=== INFORMATION SHOWN ===
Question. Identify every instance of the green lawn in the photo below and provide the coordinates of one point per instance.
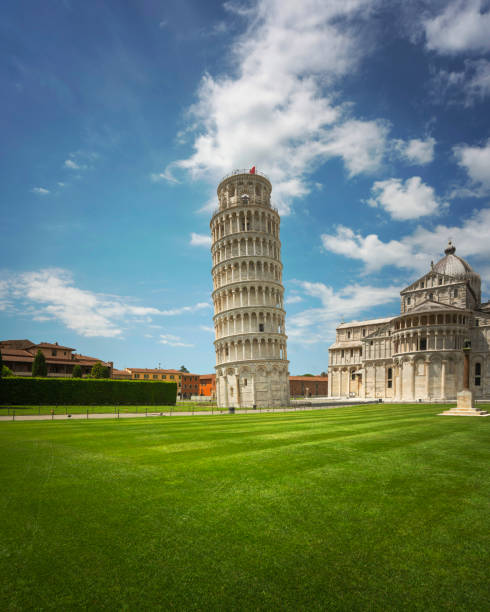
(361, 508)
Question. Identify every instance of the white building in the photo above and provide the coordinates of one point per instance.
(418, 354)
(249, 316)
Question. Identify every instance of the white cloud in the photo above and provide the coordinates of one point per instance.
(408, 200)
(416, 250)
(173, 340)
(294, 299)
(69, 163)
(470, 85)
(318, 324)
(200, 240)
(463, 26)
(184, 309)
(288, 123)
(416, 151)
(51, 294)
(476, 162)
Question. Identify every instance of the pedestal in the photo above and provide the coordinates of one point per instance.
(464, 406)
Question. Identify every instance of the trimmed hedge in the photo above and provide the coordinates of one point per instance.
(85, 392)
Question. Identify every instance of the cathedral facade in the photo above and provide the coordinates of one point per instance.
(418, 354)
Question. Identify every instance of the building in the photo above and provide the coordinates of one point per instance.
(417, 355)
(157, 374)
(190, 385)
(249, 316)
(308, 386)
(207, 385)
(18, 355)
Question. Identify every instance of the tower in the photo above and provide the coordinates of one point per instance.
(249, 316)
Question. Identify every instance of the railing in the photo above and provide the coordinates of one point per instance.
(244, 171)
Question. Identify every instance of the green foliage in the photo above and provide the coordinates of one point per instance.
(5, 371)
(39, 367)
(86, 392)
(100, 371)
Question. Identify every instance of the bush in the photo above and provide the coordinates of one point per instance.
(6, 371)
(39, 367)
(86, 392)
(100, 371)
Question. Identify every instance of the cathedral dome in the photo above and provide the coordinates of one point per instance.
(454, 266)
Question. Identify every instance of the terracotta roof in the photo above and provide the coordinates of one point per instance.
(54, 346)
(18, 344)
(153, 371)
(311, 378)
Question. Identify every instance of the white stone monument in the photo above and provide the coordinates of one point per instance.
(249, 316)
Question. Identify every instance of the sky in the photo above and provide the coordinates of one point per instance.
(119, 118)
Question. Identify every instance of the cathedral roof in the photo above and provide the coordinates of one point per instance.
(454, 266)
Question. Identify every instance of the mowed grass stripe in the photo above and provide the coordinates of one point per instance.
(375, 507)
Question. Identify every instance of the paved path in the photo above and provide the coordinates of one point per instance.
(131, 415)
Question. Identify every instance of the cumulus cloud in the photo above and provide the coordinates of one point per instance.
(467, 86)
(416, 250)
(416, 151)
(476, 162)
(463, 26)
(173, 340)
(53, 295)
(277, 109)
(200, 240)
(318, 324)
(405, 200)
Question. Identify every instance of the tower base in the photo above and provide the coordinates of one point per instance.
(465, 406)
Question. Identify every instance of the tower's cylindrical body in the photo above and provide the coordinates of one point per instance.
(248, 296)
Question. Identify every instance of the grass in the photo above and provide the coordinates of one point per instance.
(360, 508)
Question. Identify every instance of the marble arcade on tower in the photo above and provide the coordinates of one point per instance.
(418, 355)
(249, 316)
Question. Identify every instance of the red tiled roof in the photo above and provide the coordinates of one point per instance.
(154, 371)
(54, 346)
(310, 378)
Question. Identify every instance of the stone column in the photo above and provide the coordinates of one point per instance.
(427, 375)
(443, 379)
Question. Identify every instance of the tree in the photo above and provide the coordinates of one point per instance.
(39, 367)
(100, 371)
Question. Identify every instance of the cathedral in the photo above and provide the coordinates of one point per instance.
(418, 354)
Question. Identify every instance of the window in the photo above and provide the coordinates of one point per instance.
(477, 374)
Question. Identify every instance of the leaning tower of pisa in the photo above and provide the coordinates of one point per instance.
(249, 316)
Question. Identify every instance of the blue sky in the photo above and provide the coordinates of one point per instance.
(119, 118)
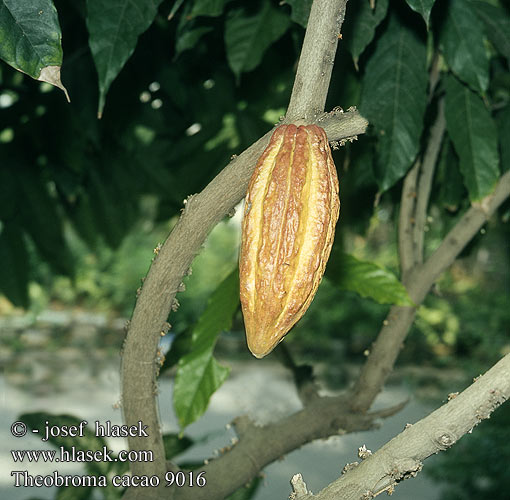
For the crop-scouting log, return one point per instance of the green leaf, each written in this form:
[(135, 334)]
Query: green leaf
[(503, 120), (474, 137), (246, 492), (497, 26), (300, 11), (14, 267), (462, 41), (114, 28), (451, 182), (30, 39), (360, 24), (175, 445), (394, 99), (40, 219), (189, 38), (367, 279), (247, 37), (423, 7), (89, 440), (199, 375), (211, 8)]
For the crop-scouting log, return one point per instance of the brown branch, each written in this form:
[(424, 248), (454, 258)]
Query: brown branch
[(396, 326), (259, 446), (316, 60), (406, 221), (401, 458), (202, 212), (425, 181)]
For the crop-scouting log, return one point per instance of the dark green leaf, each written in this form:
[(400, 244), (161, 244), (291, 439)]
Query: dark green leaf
===
TASK STATEMENT: Return all of the lines above verbatim, from the first through the last, and leave the pictures out of your answer.

RESULT:
Question. Identify every instance of the green lawn in the photo below and provide the coordinates of one point per instance.
(361, 508)
Question. Identify every instance of the white building in the photo above and provide the coordinates of one point per instance.
(418, 354)
(249, 316)
Question. Identify every instance of the white cloud in the photo above and provide the coordinates of one point per instance.
(408, 200)
(416, 250)
(173, 340)
(294, 299)
(69, 163)
(470, 85)
(318, 324)
(200, 240)
(463, 26)
(184, 309)
(288, 123)
(416, 151)
(51, 294)
(476, 162)
Question. Identify every instance of the pedestal in the photo above and provide the coordinates of one point per instance.
(464, 406)
Question. Identify every instance of the trimmed hedge in the photo above and provide the coordinates of one point per instance.
(85, 392)
Question. Identify every instance of the cathedral facade in the photo above and provide the coordinates of one point per instance.
(418, 354)
Question. Identify every instance of the building in the photo above and provide the coordinates of one point per instance.
(417, 355)
(157, 374)
(190, 385)
(249, 316)
(308, 386)
(207, 385)
(18, 355)
Question. Identify every instance of the tower in the photo above and provide the coordinates of one point per instance.
(249, 316)
Question. Identify every instance of the railing in the photo above and provide the coordinates of one point per instance.
(244, 171)
Question. Identify every instance of the green foliage in the photo above and provide the coordinates of one point per instance.
(5, 371)
(39, 367)
(86, 392)
(100, 371)
Question. Identify every instance of the bush in the photo above and provide the coordinates of one point per instance.
(6, 371)
(39, 367)
(86, 392)
(100, 371)
Question. Identify every instance of the cathedral dome in the photo above and provide the coordinates of one point per instance.
(454, 266)
Question. Identify every instance of the terracotta roof in the photo above and provide the coordinates of one point per instance.
(54, 346)
(18, 344)
(153, 371)
(311, 378)
Question. Identify every instance of the white stone monument in the photo above and provide the coordinates of one point per instance.
(249, 316)
Question. Identify every instance of the sky in the photo above and provide the coordinates of one point per instance.
(119, 118)
Question. Identify every instance of the cathedral roof in the photo above and provide the coordinates of one point per instance.
(454, 266)
Question. Identify every instance of the mowed grass stripe in the photo above and provide the coordinates of one point per instance.
(375, 507)
Question. Identify every instance of the paved path in the photo above and provide the coordinates of one point per instance.
(131, 415)
Question. Identify every instance of the cumulus cloud in the photo above and provide the coordinates of one point per instance.
(467, 86)
(416, 250)
(416, 151)
(476, 162)
(463, 26)
(173, 340)
(53, 295)
(277, 109)
(200, 240)
(318, 324)
(405, 200)
Question. Identify every instance of the tower base in the photo above and provide the coordinates of one point per instance.
(465, 406)
Question. Identify every instance of the tower's cylindrical body in the photo above and provide the coordinates of one point per instance.
(248, 296)
Question. Identify every instance of the grass in the photo above and provide the coordinates of one point per instance.
(360, 508)
Question. Identify every instance of the marble arcade on tower in the photo above and provide the coordinates of one point per instance.
(418, 355)
(249, 316)
Question. Identify every instance of the red tiled roof in the photo above and provide the coordinates of one point per instance.
(154, 371)
(54, 346)
(310, 378)
Question. Identify every instance of the stone column in the photo above and provide the coordinates of one point per instance.
(427, 375)
(443, 379)
Question. Identify every instance of the tree in the photo above and provide the coordinates of one point per instance.
(39, 367)
(100, 371)
Question. Identify every instance of the cathedral in the photo above and provide the coordinates of one point per instance.
(418, 354)
Question. Identify every instance of the window in the photo above and provide the coordinates of one point per instance.
(477, 374)
Question. Identify every instance of the leaning tower of pisa in the photo above and provide the coordinates of one point per instance.
(249, 316)
Question. Identify every instance of the blue sky in the photo above and provide the coordinates of one point per instance.
(119, 118)
For the crop-scouting log, return one point per instance of the green leaf, each written in this form:
[(135, 334)]
Query: green leaf
[(503, 120), (474, 137), (246, 492), (497, 26), (300, 11), (14, 267), (462, 41), (114, 28), (451, 182), (30, 39), (360, 24), (175, 445), (394, 99), (40, 219), (189, 38), (367, 279), (247, 37), (423, 7), (89, 440), (199, 375), (211, 8)]
For the crop-scouting log, return one point per instance of the brown branch, each written in this form:
[(424, 248), (454, 258)]
Query: brown branch
[(396, 326), (259, 446), (316, 60), (406, 221), (401, 458), (202, 212), (425, 181)]
For the crop-scouting log, return one point per instance of the dark green leaf, each written in this form:
[(400, 244), (161, 244), (291, 439)]
Query: dark green leaf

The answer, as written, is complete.